### 练习任务
1) 根据关于多表查询与子查询的文本,判断下列说法(a)(b)(c)是否与文本相符。每项回答“是”或“否”,并原样引出文本中起决定作用的字句:(a)多表查询通过on来添加连表条件;(b)not in能正常处理子查询中的null值;(c)在查看技术部员工姓名的语句中,子查询从employee表取数据。
2) 接着多表查询与子查询的文本,从最后一句之后往下写。

05 多表查询与子查询

多表查询

将两张表一起查询,得出笛卡尔积,通过on来增加链表的条件,达到你想要的效果。

内链接

select * from employee inner join department on employee.dep_id=department.id;

左链接

 select * from employee left join department on employee.dep_id=department.id;

右链接

select * from employee right join department on employee.dep_id=department.id;

全外连接

SELECT
	* 
FROM
	employee
	LEFT JOIN department ON employee.dep_id = department.id 
UNION
SELECT
	* 
FROM
	employee
	RIGHT JOIN department ON employee.dep_id = department.id;

子查询

带in关键字的子查询

#查询平均年龄在25岁以上的部门名
select id,name from department
    where id in 
        (select dep_id from employee group by dep_id having avg(age) > 25);

#查看技术部员工姓名
select name from employee
    where dep_id in 
        (select id from department where name='技术');

#查看不足1人的部门名(子查询得到的是有人的部门id)
select name from department where id not in (select distinct dep_id from employee);

not in 无法处理null的值,即子查询中如果存在null的值,not in将无法处理,如下

mysql> select * from emp;
+----+------------+--------+------+--------+
| id | name | sex | age | dep_id |
+----+------------+--------+------+--------+
| 1 | egon | male | 18 | 200 |
| 2 | alex | female | 48 | 201 |
| 3 | wupeiqi | male | 38 | 201 |
| 4 | yuanhao | female | 28 | 202 |
| 5 | liwenzhou | male | 18 | 200 |
| 6 | jingliyang | female | 18 | 204 |
| 7 | xxx | male | 19 | NULL |
+----+------------+--------+------+--------+
7 rows in set (0.00 sec)

### 原始资料
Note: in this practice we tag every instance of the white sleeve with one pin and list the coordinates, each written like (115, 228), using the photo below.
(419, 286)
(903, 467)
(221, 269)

### 参考答案
1)
(a)是:“通过on来增加链表的条件”
(b)否:“not in 无法处理null的值”
(c)否:“(select id from department where name='技术')”

2)
mysql> select * from dep;
+------+--------------+
| id | name |
+------+--------------+
| 200 | 技术 |
| 201 | 人力资源 |
| 202 | 销售 |
| 203 | 运营 |
+------+--------------+
4 rows in set (0.00 sec)

# 子查询中存在null
mysql> select * from dep where id not in (select distinct dep_id from emp);
Empty set (0.00 sec)

# 解决方案如下
mysql> select * from dep where id not in (select distinct dep_id from emp where dep_id is not null);
+------+--------+
| id | name |
+------+--------+
| 203 | 运营 |
+------+--------+
1 row in set (0.00 sec)

!!!注意not in

带any关键字的子查询

注意:括号里的必须时子查询语句。

# =any等价与in
# </>等价于not in

# ANY 和 IN 运算符不同之处1
ANY 必须和其他的比较运算符共同使用,而且ANY必须将比较运算符放在 ANY 关键字之前,所比较的值需要匹配子查询中的任意一个值,这也就是 ANY 在英文中所表示的意义

例如:使用 IN 和使用 ANY运算符得到的结果是一致的
select * from employee where salary = any (
select max(salary) from employee group by depart_id);

select * from employee where salary in (
select max(salary) from employee group by depart_id);

结论:也就是说“=ANY”等价于 IN 运算符,而“<>ANY”则等价于 NOT IN 运算符

# ANY和 IN 运算符不同之处2
ANY 运算符不能与固定的集合相匹配,比如下面的 SQL 语句是错误的

SELECT
*
FROM
T_Book
WHERE
FYearPublished < ANY (2001, 2003, 2005)

带all关键字的子查询

注意:括号里的必须时子查询语句。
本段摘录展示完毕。